Clark Leonard Hull was born in Akron, New York on May 24, 1884. He was raised in Michigan, attending a one-room school for many years. Hull suffered from health problems, had poor eyesight, and was crippled from polio. His education was interrupted at various times due to illness and financial problems. He qualified as a teacher and spent some time teaching in a small school, but soon realized his education was insufficient even to answer questions posed by high school students.

After pursuing mining engineering at the University of Michigan, where he obtained bachelor's and master's degrees, he turned to psychology, receiving his Ph.D. in psychology in 1918 from the University of Wisconsin, where he stayed for ten years as an instructor. His doctoral research on "Quantitative Aspects of the Evolution of Concepts" was published in Psychological Monographs.

During that time, Hull studied the effects of tobacco smoking on performance, reviewed the existing literature on testing, and began research on suggestion and hypnosis. In 1929, Clark Hull was named to a research position at Yale University and began the serious development of his behavior theory. During that period of his professional career, Hull also published influential articles on behavior theory in the Psychological Review. Until the end of his career, Hull and his students dominated behavioristic psychology.

Clark Hull died on May 10, 1952, in New Haven, Connecticut.

Work

Clark Hull’s system is intricate and relies heavily on mathematical elaboration, with detailed modifications as the system unfolded over time. Essentially, Hull’s theory of learning is centered on the necessity of reinforcement, defined in terms of "drive reduction." The behaving organism is viewed in the context of homeostatic model seeking equilibrium from "drive forces."

The core level of psychological analysis concerns the notion of "intervening variables," described as "unobservable behavior." Thus, from a purely behavioral perspective Clark Hull extended John B. Watson’s behavioristic conceptualization of behavior in terms of the peripheral stimulus–response (S–R) events to a consideration of central, organismic factors, stimulus–organism–response (S–O–R), or intervening variables.

Clark Hull's theory was systematic and generated a great deal of research. Hull insisted on strict adherence to the scientific method, requiring well-controlled experiments and the quantification of the resulting data. The formulation of the deductive theory of learning involved a series of postulates which should eventually be tested by experimentation. The final formulation of the theory consisted of 18 postulates and 12 corollaries, stated in both mathematical and verbal forms. Hull's theory also includes intervening variables, constructs which are assumed but never really subject to experimental verification.

* _Given entries_:
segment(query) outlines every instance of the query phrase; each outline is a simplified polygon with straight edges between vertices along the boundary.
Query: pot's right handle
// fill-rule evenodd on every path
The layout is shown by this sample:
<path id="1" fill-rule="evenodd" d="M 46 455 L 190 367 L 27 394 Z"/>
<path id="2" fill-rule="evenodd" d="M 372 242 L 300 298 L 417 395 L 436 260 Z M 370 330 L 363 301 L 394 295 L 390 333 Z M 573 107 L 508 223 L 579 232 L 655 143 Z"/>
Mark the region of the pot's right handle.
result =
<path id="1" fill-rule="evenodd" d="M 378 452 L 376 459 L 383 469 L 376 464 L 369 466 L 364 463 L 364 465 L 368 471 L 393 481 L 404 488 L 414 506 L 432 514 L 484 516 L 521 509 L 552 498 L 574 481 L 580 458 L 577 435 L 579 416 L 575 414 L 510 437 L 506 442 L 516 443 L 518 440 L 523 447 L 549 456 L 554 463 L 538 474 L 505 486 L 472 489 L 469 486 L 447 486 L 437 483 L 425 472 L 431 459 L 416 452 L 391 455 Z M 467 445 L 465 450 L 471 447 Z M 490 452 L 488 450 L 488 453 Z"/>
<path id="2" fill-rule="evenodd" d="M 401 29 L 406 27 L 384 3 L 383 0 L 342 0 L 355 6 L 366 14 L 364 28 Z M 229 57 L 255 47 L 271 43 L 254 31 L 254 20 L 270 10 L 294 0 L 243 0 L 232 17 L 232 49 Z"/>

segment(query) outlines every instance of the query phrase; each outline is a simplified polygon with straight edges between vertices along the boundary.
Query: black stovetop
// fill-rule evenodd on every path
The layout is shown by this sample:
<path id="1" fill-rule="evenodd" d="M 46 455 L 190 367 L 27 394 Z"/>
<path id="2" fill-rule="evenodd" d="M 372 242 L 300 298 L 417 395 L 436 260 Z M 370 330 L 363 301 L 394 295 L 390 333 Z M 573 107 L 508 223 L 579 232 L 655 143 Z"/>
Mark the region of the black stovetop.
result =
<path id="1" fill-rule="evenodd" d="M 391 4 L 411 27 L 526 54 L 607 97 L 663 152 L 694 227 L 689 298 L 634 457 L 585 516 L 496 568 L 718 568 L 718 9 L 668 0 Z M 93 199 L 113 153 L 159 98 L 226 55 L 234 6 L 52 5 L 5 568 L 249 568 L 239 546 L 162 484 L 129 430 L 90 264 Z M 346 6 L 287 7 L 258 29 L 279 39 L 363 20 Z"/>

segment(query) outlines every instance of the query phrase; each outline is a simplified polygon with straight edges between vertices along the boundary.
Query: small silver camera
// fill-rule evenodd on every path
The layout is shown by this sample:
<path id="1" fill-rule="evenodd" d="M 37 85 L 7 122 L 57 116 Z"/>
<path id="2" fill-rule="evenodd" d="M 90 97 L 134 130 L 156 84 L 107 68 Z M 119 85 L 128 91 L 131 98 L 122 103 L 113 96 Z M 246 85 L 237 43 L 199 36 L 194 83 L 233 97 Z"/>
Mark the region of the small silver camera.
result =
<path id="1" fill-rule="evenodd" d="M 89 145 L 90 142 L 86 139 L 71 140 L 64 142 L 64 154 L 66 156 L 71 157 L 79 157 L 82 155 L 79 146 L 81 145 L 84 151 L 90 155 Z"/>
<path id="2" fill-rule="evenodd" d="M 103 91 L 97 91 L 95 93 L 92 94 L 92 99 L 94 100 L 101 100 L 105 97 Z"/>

* _Requirements_:
A) Answer these questions using the passage on Clark Hull.
(i) In what year did Hull receive his Ph.D., and from which university?
(ii) Which university named Hull to a research position in 1929?
(iii) How many postulates and corollaries made up the final formulation of Hull's theory?
B) From the passage on Clark Hull, return word for word the stretch that begins with the words containing "Clark Hull died" and ends with "or intervening variables.".

* _Expected answers_:
A)
(i) 1918, from the University of Wisconsin.
(ii) Yale University.
(iii) 18 postulates and 12 corollaries.

B)
Clark Hull died on May 10, 1952, in New Haven, Connecticut.

Work

Clark Hull’s system is intricate and relies heavily on mathematical elaboration, with detailed modifications as the system unfolded over time. Essentially, Hull’s theory of learning is centered on the necessity of reinforcement, defined in terms of "drive reduction." The behaving organism is viewed in the context of homeostatic model seeking equilibrium from "drive forces."

The core level of psychological analysis concerns the notion of "intervening variables," described as "unobservable behavior." Thus, from a purely behavioral perspective Clark Hull extended John B. Watson’s behavioristic conceptualization of behavior in terms of the peripheral stimulus–response (S–R) events to a consideration of central, organismic factors, stimulus–organism–response (S–O–R), or intervening variables.